[Excerpt to read start]

Distributed Systems : Messaging Strategies Part One

So – after quite some time working with distributed systems, I want to share the decisions made throughout as you build an event-based distributed system.

I want to share some of the things that I’ve noticed, and my thoughts in general in these different approaches – what they look like, pros and cons etc.

Command vs Event

First things first – Command and Event are two distinct things – Event is a fact that something happened and therefore, can never be “invalid” – we might not be interested, but this is never in an invalid state – whereas a Command is a request for something to happen passed as a Message.

Message Envelope

This is the typical message envelope that I prescribe.

{
  // the type of event or command i.e. JobPosted or PostJob if it's a command
  type: string, 

  // so clients know how to handle our message
  version: string,

  // an id that uniquely identifies a message
  id: string

  // a globally unique id for easier debugging
  correlationId: string / guid,

  // what generated this event / command
  source: string,

  // when the event happened or when the command was issued
  timeStamp: long / DateTime,

  // extra meta data to describe the event / command if needed
  attritubes: object

  // the actual payload
  payload: object
}

Let’s briefly look at how you might utilise these properties and where they should come from.

Type and Version is a way to identify the message so that the client knows how to handle it.

Id is an abstract concept that can be used for deduping messages on the other end. This is typically implemented as a type of hash using various properties of the message. A very simple example for a user-generated event would be the hash of timestamp, type and user id assuming that a user can’t feasibly invoke the same type of event at the exact same time.

CorrelationId is generated by the originator of the event and is propagated throughout the rest of the system. This allows us to easily trace at a per event basis anywhere within our system given enough logging.

Source is generated for each time a new message gets produced and uniquely identifies the application and/or user that generated it. If a particular event or command can be published by more than one application, this becomes valuable for tracking down bugs upstream and it makes filtering logs a bit easier.

[Excerpt to read end]
[Record set start]

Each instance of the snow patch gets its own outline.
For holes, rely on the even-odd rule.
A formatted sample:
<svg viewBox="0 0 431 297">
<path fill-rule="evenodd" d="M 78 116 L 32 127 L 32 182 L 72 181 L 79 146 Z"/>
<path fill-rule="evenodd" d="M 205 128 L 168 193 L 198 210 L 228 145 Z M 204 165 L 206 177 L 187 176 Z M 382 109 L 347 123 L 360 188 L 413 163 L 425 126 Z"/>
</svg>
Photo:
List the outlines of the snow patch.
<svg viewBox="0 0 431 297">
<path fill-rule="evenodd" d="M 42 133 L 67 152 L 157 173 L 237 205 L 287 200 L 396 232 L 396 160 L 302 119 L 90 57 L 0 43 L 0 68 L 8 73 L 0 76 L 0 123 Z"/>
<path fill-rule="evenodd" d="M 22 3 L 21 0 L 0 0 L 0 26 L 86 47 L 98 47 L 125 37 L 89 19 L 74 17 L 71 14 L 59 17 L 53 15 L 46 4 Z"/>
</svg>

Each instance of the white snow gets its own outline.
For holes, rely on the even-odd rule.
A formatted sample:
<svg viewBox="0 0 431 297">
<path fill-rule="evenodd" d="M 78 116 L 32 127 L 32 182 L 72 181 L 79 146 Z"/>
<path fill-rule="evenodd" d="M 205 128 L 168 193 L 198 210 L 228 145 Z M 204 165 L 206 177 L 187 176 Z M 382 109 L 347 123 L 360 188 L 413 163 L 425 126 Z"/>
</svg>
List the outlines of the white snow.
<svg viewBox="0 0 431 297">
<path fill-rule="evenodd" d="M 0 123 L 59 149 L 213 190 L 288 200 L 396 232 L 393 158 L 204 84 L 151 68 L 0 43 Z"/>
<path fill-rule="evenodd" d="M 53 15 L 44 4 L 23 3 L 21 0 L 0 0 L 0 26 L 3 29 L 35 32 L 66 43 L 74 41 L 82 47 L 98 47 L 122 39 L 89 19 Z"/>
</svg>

[Record set end]

Tasks to carry out |
[1] Answer from the post on messaging strategies:
(a) According to the post, what is an Event?
(b) How is the Id typically implemented?
(c) Who generates the CorrelationId?
[2] Write out the stretch of the post on messaging strategies from "Type and Version" through "exact same time.", word for word.

Task-by-task results |
[1]
(a) A fact that something happened, which can therefore never be "invalid."
(b) As a type of hash using various properties of the message.
(c) The originator of the event.

[2]
Type and Version is a way to identify the message so that the client knows how to handle it.

Id is an abstract concept that can be used for deduping messages on the other end. This is typically implemented as a type of hash using various properties of the message. A very simple example for a user-generated event would be the hash of timestamp, type and user id assuming that a user can’t feasibly invoke the same type of event at the exact same time.